Activity:
Pull out every line below that holds the word "instance".

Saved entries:
---+---

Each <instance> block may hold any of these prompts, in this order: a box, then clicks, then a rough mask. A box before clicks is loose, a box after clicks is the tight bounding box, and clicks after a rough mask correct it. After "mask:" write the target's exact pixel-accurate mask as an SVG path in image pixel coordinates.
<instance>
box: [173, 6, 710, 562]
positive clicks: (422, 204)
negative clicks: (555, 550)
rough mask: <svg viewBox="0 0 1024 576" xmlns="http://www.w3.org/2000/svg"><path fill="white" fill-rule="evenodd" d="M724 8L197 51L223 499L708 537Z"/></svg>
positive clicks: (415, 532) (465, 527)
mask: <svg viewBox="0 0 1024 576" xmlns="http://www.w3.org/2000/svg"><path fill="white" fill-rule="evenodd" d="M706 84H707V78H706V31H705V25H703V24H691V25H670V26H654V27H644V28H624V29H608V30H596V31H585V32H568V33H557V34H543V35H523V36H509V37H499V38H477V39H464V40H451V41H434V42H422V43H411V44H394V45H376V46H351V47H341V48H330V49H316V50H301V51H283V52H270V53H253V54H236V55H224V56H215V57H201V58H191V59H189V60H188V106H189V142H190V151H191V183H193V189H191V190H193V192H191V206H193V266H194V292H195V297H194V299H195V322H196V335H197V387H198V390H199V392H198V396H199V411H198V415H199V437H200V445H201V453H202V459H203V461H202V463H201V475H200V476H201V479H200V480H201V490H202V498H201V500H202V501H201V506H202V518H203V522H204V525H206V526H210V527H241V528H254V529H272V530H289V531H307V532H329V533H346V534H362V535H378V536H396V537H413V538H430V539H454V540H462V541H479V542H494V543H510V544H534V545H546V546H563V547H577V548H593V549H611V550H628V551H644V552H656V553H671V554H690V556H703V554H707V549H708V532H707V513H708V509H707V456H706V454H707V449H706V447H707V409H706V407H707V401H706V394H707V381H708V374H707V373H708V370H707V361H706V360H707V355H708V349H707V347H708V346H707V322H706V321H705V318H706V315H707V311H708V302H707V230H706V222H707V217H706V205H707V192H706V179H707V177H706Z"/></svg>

---+---

Written answer:
Each <instance> block may hold any of these prompts, in this order: a box, then clicks, then a rough mask. A box before clicks is loose, a box after clicks is the tight bounding box, and clicks after a rough mask correct it. After "mask:" write the target's exact pixel-accurate mask as an SVG path in image pixel coordinates.
<instance>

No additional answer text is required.